Лестницы стали настоящим испытанием
«Хорошо, это уже четвёртый день. Я смогу сделать это!» И, конечно, я сделал это. Шатаясь, я всё же спустился и чувствовал себя не так плохо. Боль была минимальна. Медсестра повела меня к большой группе людей в очереди, ожидавших у двери с надписью «УЗИ».
Она постояла со мной несколько минут, а потом резко сорвалась куда-то. Сказала ждать её и обещала вернуться через 10 минут. Я стоял и стоял, боль становилась всё сильнее и сильнее. Это было уже слишком и после более часа ожидания, не было никаких признаков возвращения медсестры, а также никаких признаков движения в очереди — и я сдался и вернулся в свою палату.
Я рухнул на кровать, но тут же меня снова вызвали к врачу. «Здорово, снова придётся спускаться туда», — подумал я, но ошибся. Мне всего лишь надо было пройти в смотровую комнату напротив. Меня уложили на стол и появились острые и блестящие инструменты. Я сказал им: «Вы знаете, что я так и не сделал УЗИ, да?» Они сказали: «Не сделал? Ну ничего, мы и без этого справимся».
Я до сих пор не знаю, что они со мной делали, но мне точно не понравилось, что меня либо пытались отправить на ненужное УЗИ, либо нетерпеливым врачам было всё равно, какой информацией обо мне они обладают.
Я вернулся в комнату и, набравшись храбрости, снова опробовал лестницу — у меня закончились единицы на телефоне, а я услышал, что на первом этаже стоит терминал. Это оказалось правдой. А ещё там был кафетерий, где я наконец-то поел «настоящей еды». Это была самса с курицей и оромо — типичное кыргызское блюдо, единственное, что было доступно в кафетерии за исключением поджаренного хлеба.
День 5
С появлением лэптопа жизнь начала налаживаться.
Назия принесла мне из дома книги, лэптоп и внешний жёсткий диск с коллекцией фильмов.
В этот же день Корпус мира заказал обед в мою палату. Это был первый вкусный обед со дня операции. Директор Корпуса мира Сит Фири тоже навестил меня. За три года его работы в Кыргызстане я всего лишь второй волонтёр, которого оперируют здесь.
День 6
Корпус мира снова принёс мне еду. Снова типичная кыргызская еда, но из лучшего ресторана в стране. Я немного устал от однообразия пищи, хотя она была прекрасна, как и коллектив Корпуса мира.
Оставшаяся часть дня прошла в прогулках по коридорам больницы. Я фотографировал всё, что мне казалось интересным. Те из вас на западе, кто жалуется на цены в сфере здравоохранения — вот что случается, когда денег, инвестиций и регулирования нет.

**Задания для выполнения:**
1 – Объясните в одном–трёх предложениях, почему в тексте о пребывании в больнице рассказчик снова решился на лестницу после возвращения из смотровой комнаты.
2 – Измените фрагмент текста о пребывании в больнице от «Я до сих пор» до «с коллекцией фильмов.», заменив «внешний жёсткий диск» на «планшет».

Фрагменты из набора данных
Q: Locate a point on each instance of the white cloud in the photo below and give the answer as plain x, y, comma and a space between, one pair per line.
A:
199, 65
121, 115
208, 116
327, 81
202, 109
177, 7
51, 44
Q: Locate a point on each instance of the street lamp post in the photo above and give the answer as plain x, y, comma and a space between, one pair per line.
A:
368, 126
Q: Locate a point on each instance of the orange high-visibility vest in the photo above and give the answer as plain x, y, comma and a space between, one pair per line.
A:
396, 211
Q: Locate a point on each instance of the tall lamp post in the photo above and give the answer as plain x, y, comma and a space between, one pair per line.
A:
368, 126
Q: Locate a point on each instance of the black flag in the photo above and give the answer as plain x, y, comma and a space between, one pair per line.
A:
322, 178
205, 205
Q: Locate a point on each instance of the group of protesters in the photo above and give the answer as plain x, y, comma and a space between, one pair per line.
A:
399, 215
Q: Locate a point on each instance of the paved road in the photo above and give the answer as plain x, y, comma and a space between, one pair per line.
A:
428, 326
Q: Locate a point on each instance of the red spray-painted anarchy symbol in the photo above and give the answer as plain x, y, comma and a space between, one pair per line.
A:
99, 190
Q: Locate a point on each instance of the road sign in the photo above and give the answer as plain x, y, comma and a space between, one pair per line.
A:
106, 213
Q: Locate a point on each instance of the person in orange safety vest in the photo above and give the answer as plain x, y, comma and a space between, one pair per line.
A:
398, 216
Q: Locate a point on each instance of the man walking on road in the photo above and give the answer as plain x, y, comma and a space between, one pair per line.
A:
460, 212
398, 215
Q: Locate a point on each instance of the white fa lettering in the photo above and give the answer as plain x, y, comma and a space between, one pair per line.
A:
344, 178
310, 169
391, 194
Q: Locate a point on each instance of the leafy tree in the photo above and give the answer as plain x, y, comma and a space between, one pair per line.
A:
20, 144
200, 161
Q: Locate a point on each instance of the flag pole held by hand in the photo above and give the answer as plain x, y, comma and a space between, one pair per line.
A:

**Ответы по заданиям:**
1 – У рассказчика закончились единицы на телефоне, а он услышал, что на первом этаже стоит терминал. Поэтому он, набравшись храбрости, снова опробовал лестницу.

2 –
Я до сих пор не знаю, что они со мной делали, но мне точно не понравилось, что меня либо пытались отправить на ненужное УЗИ, либо нетерпеливым врачам было всё равно, какой информацией обо мне они обладают.
Я вернулся в комнату и, набравшись храбрости, снова опробовал лестницу — у меня закончились единицы на телефоне, а я услышал, что на первом этаже стоит терминал. Это оказалось правдой. А ещё там был кафетерий, где я наконец-то поел «настоящей еды». Это была самса с курицей и оромо — типичное кыргызское блюдо, единственное, что было доступно в кафетерии за исключением поджаренного хлеба.
День 5
С появлением лэптопа жизнь начала налаживаться.
Назия принесла мне из дома книги, лэптоп и планшет с коллекцией фильмов.